What you should do: Every entry must be given again exactly.

------------

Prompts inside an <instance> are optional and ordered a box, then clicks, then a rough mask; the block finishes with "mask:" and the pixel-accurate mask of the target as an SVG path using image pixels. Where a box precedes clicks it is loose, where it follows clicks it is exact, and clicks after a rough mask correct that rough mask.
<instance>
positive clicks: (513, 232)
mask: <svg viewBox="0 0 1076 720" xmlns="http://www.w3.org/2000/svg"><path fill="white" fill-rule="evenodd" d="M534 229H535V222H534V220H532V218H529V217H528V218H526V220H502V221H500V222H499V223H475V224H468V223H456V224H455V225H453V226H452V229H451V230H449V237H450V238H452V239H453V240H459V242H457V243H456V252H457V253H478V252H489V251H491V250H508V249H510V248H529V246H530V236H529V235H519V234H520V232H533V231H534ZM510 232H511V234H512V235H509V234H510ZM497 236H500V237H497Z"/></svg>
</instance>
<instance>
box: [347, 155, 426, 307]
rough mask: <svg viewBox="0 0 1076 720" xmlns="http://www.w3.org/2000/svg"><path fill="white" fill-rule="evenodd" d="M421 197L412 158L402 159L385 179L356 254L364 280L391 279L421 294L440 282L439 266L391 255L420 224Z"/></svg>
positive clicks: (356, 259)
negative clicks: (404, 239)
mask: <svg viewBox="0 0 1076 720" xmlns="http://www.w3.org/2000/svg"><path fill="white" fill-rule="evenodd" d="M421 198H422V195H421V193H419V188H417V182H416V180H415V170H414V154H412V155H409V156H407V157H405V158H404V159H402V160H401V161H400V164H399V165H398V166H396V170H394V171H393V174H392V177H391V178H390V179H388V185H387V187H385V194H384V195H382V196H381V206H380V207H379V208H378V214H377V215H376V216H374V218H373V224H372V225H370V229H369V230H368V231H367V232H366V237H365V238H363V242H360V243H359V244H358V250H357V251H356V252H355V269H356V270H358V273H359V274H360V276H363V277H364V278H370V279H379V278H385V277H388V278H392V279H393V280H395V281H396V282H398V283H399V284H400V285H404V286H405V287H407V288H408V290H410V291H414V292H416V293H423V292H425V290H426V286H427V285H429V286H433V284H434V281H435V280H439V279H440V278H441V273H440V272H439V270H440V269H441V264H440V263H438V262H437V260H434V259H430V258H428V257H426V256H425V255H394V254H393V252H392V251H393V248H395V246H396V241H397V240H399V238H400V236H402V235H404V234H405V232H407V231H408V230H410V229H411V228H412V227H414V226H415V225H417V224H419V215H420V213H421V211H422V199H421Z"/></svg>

------------

Answer box:
Prompts inside an <instance> are optional and ordered a box, then clicks, then a rough mask; the block finishes with "mask:" and the pixel-accurate mask of the target as an SVG path using image pixels. Where a box precedes clicks it is loose, where it follows clicks it is exact, and clicks after a rough mask correct that rough mask.
<instance>
positive clicks: (513, 232)
mask: <svg viewBox="0 0 1076 720" xmlns="http://www.w3.org/2000/svg"><path fill="white" fill-rule="evenodd" d="M534 229H535V222H534V220H532V218H529V217H528V218H526V220H502V221H500V222H499V223H475V224H468V223H456V224H455V225H453V226H452V229H451V230H449V237H450V238H452V239H453V240H459V242H457V243H456V252H457V253H478V252H489V251H491V250H508V249H510V248H529V246H530V236H529V235H519V234H520V232H533V231H534ZM510 232H511V234H512V235H509V234H510ZM497 236H500V237H497Z"/></svg>
</instance>
<instance>
box: [347, 155, 426, 307]
rough mask: <svg viewBox="0 0 1076 720" xmlns="http://www.w3.org/2000/svg"><path fill="white" fill-rule="evenodd" d="M421 197L412 158L402 159L385 179L356 254L364 280L391 279L421 294L440 282L439 266L391 255L420 224Z"/></svg>
positive clicks: (356, 259)
negative clicks: (404, 239)
mask: <svg viewBox="0 0 1076 720" xmlns="http://www.w3.org/2000/svg"><path fill="white" fill-rule="evenodd" d="M421 198H422V195H421V193H419V188H417V182H416V180H415V170H414V154H412V155H409V156H407V157H405V158H404V159H402V160H401V161H400V164H399V165H398V166H396V170H394V171H393V174H392V177H391V178H390V179H388V185H387V187H385V194H384V195H382V196H381V206H380V207H379V208H378V214H377V215H376V216H374V218H373V224H372V225H370V229H369V230H368V231H367V232H366V237H365V238H363V242H360V243H359V244H358V250H357V251H356V252H355V269H356V270H358V273H359V274H360V276H363V277H364V278H370V279H379V278H385V277H388V278H392V279H393V280H395V281H396V282H398V283H399V284H400V285H404V286H405V287H407V288H408V290H410V291H414V292H416V293H423V292H425V290H426V286H427V285H429V286H433V284H434V281H435V280H439V279H440V278H441V273H440V272H439V270H440V269H441V264H440V263H438V262H437V260H434V259H430V258H428V257H426V256H425V255H394V254H393V252H392V251H393V248H395V246H396V241H397V240H399V238H400V236H402V235H404V234H405V232H407V231H408V230H410V229H411V228H412V227H414V226H415V225H417V224H419V215H420V213H421V211H422V199H421Z"/></svg>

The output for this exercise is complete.